» 网页摘录
###

刘芳写一卷值一匹(古人亦谓匹为缣),一年能收入一百多匹,相当于四百多石粮食。则刘芳可以养兵三四十人之多。怎么说不富足呢?又按军饷每人月合粮食4×27得108斤,大致高于普通农民三分之一的收入,按农人月须3石计,则刘氏收入足以养民四五十人。刘氏收入这么高,难怪“赖以颇振”,大约是书法名家,得以留名青史。所以当时在印刷技术不发达的时代,写经抄书收入颇丰,从业者当然也就不少。《魏书·术艺传》云著名的大匠师蒋少游亦曾“佣书为业”。《梁书·文学传》言:袁峻家贫无书,每从人假借,必皆抄写。自课日五十纸。纸数不登,则不休息。《孝行传》:沈崇傃佣书以养母。这类记载很多,大约在当时算一个热门的行业吧。至于说写经佣书不足以糊口,这样的记录在史书上并不多见,笔者未见。所以既然如此,也反证了供养银盘子为主要供物、粮食为形式的逻辑;反证了这份文书所反映的社会经济属于承平之世。不然供养内容必重实(粮)而贱银也。
5
工作量问题
每天写经两千字,这是可能的吗?是的,这有根据。按赵先生所说:“《大般若经》共600卷,则一卷大约8000字,需要17张纸才能抄完一卷,整部佛经则需要一万零两百张纸。”则工日“需要2400天”。看到微信评论有人提出反对意见,认为这个速度太慢。先生提出抄写质量、校对时间、工作配合等问题,也举出四库全书限每日书写工作量以佐证。这里我既要支持先生,反对的声音也有道理,双方在这里并没有矛盾。
▲唐高宗时法华经卷三,大英图书馆藏。卷后注文:“咸亨五年(674)八月二日左春坊楷书萧敬写。用纸十九张,装潢手解集。初校福林寺僧智彦,再校西明寺僧行轨、三校西明寺僧怀瓒,详阅太原寺僧大德神符、嘉尚、寺主慧立、上座道成,判官司农寺上林署令李善德,使太中大夫守工部侍郎永兴县开国公虞旭监。”此为当时档次较高的正规之写经,故可以看出各工序分工明确,由专业佣写经文的作坊完成,且由官员主持,僧人进行详细校对。
按先生意见,日写两千字,一夫克功六年七个月。按上文刘芳事迹“卷直以一缣,岁中能入百余匹”,则他一年能写一百卷以上的经书,一百卷什么概念?按赵先生所说《大般若经》共600卷,那就是需要五六年的时间了,这样看,赵先生所说确实有道理。然而如上述袁峻事迹,“自课日五十纸。纸数不登,则不休息。”如果此处纸张大小与抄经相当,按照赵先生说的“一张纸可以抄476字”,则袁氏每日抄写476×50,约23800字之多。孰是孰非呢?看来这个笔墨“官司”打到古人那里去了,那么该把刘芳和袁峻请来对质一下?

###

» 练习说明
请输出上方网页摘录中的一段原文,从含有“按先生意见,日写两千字,一夫”的字句开始,至“该把刘芳和袁峻请来对质一下?”止,一字不改。

已存条目
###

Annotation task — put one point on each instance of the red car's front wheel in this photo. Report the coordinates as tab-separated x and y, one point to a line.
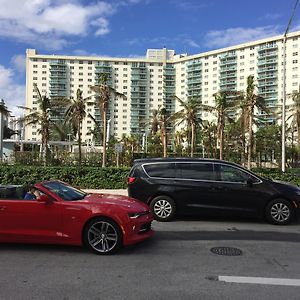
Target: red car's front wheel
102	236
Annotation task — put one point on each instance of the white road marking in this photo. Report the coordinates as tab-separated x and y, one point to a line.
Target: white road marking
260	280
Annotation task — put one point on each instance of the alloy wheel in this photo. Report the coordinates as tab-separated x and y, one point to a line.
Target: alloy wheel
280	212
162	208
102	236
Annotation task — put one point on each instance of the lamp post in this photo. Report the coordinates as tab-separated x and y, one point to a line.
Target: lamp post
283	135
1	129
69	138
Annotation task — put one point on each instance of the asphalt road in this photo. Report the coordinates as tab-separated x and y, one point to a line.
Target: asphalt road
177	263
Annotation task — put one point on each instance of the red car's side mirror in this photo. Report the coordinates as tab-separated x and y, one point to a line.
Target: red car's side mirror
43	198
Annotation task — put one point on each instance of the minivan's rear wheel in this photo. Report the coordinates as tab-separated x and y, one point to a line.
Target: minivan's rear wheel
279	212
102	236
163	208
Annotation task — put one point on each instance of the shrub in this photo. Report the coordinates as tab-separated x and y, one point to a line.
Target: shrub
84	177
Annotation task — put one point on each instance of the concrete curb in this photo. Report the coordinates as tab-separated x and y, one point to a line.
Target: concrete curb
104	191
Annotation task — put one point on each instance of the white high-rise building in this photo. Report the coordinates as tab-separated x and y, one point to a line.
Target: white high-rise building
152	81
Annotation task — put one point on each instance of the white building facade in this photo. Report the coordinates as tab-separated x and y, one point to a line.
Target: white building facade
152	81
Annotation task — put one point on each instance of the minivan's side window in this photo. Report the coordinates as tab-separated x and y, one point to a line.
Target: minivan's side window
162	170
232	174
197	171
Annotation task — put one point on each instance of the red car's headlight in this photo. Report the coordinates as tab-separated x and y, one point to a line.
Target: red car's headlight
138	214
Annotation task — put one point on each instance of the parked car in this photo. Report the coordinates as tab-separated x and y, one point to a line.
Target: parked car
63	214
187	186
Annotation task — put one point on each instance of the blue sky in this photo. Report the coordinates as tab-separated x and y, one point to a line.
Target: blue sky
126	28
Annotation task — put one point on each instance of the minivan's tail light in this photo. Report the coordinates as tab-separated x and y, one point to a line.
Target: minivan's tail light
131	180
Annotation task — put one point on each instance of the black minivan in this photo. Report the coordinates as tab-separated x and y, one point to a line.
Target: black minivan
189	186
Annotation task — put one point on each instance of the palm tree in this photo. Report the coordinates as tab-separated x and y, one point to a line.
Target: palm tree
97	131
3	108
252	101
209	139
154	123
164	120
74	115
103	93
223	106
41	117
189	115
294	112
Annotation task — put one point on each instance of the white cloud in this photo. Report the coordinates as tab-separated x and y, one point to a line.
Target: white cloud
19	62
12	93
48	23
234	36
271	16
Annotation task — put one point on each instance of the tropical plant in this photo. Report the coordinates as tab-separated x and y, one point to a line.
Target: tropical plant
251	101
164	120
223	107
74	115
3	108
42	118
293	112
209	138
189	115
154	123
103	93
96	131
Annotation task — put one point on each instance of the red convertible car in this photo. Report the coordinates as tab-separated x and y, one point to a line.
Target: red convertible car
63	214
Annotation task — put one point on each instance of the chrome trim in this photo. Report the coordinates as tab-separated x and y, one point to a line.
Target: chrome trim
200	180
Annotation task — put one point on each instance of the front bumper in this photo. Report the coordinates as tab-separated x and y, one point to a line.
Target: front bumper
137	230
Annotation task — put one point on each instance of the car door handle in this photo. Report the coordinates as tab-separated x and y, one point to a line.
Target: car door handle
217	188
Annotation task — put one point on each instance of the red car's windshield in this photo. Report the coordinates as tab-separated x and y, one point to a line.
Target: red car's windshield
64	191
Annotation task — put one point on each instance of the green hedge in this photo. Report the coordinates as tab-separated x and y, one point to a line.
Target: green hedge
291	175
102	178
84	177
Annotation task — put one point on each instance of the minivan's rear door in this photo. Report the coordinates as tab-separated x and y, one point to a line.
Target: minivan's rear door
195	191
152	179
235	194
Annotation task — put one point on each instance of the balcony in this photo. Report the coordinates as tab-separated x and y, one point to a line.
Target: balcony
262	62
267	47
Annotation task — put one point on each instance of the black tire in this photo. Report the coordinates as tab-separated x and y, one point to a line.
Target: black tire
102	236
163	208
279	212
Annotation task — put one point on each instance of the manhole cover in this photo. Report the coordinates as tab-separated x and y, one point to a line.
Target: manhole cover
229	251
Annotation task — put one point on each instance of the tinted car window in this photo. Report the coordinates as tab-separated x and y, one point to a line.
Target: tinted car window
198	171
162	170
231	174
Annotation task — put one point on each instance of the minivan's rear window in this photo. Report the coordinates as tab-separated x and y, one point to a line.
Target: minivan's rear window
162	170
197	171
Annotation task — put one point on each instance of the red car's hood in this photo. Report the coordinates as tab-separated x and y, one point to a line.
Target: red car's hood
121	201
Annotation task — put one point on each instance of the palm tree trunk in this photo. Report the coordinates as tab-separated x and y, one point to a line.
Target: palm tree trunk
79	143
193	140
250	141
164	138
104	140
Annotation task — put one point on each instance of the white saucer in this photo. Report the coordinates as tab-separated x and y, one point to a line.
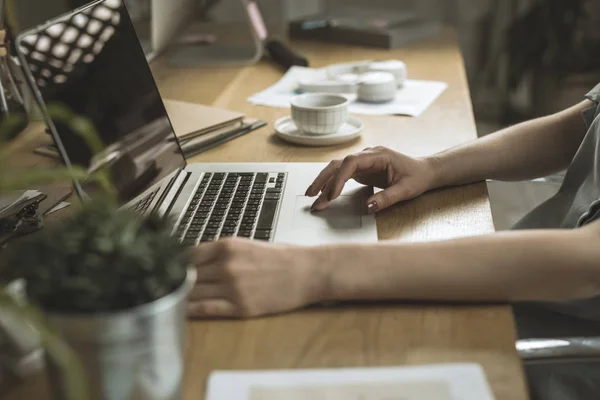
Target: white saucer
287	130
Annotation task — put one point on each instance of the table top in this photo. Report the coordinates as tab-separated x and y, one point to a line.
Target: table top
368	335
358	335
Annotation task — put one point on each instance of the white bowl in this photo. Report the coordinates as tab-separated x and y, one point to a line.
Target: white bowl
377	87
319	114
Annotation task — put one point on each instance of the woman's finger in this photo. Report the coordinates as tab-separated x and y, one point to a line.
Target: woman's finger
322	178
204	253
203	291
211	308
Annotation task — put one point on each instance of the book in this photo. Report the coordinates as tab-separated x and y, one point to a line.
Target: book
191	120
373	29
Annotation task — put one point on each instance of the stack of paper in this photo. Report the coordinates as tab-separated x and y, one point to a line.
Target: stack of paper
432	382
412	99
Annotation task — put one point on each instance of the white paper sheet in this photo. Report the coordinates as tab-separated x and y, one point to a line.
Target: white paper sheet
412	99
444	381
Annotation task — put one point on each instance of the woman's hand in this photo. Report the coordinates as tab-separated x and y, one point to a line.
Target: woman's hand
400	176
243	278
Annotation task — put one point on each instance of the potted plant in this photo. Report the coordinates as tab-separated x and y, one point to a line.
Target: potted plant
112	285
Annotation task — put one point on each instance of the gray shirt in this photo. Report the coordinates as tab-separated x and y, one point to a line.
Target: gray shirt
576	203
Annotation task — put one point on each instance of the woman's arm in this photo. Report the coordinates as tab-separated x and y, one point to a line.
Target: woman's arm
524	151
519	265
240	278
528	150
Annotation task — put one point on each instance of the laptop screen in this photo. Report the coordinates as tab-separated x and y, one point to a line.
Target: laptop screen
92	63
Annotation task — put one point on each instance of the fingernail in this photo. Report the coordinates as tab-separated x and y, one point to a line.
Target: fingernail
372	207
314	204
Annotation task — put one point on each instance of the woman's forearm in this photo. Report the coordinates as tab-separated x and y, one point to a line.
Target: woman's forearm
525	151
524	265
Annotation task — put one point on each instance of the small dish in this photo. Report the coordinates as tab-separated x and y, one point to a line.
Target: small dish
287	130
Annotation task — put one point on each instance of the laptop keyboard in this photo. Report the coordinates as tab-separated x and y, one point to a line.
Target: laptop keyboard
143	204
232	204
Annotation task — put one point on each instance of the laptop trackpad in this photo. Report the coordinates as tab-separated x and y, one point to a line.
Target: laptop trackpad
343	213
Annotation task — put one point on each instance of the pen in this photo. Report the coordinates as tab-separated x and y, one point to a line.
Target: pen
202	147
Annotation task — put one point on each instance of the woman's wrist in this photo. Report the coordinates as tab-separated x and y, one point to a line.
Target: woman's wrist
437	172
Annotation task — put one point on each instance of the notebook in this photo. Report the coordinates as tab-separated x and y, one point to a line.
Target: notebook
425	382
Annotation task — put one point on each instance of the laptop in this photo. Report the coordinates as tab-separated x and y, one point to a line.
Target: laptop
91	62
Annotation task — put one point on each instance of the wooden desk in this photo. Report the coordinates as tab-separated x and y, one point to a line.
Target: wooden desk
373	335
370	335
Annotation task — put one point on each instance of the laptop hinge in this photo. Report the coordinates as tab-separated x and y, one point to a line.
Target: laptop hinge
172	192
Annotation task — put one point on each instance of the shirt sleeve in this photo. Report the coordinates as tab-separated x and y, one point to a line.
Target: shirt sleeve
594	94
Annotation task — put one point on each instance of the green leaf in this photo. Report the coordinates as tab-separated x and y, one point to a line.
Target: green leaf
55	347
27	180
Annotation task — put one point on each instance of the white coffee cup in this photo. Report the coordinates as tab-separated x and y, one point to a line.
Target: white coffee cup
319	114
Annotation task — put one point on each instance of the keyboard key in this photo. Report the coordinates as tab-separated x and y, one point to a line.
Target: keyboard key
188	242
262	177
249	220
262	235
267	214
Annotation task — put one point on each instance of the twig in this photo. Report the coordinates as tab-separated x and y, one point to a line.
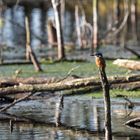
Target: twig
16	101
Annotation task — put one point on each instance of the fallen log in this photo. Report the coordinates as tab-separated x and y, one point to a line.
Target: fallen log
129	64
6	82
69	84
133	123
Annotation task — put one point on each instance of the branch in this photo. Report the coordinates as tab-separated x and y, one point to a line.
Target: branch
16	101
130	83
132	123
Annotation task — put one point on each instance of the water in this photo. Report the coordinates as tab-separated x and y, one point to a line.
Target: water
80	112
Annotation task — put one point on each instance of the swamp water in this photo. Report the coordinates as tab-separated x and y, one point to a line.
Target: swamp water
81	113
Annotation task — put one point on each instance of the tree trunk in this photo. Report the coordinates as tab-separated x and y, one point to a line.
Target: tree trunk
107	106
56	7
129	64
29	49
95	26
78	30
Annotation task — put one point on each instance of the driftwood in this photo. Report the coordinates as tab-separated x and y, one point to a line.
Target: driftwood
133	123
68	84
129	64
29	52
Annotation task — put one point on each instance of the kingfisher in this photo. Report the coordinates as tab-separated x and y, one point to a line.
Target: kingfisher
99	60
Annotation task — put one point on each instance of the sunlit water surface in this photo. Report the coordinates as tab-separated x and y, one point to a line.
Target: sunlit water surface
79	112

###

» 作答内容
按先生意见,日写两千字,一夫克功六年七个月。按上文刘芳事迹“卷直以一缣,岁中能入百余匹”,则他一年能写一百卷以上的经书,一百卷什么概念?按赵先生所说《大般若经》共600卷,那就是需要五六年的时间了,这样看,赵先生所说确实有道理。然而如上述袁峻事迹,“自课日五十纸。纸数不登,则不休息。”如果此处纸张大小与抄经相当,按照赵先生说的“一张纸可以抄476字”,则袁氏每日抄写476×50,约23800字之多。孰是孰非呢?看来这个笔墨“官司”打到古人那里去了,那么该把刘芳和袁峻请来对质一下?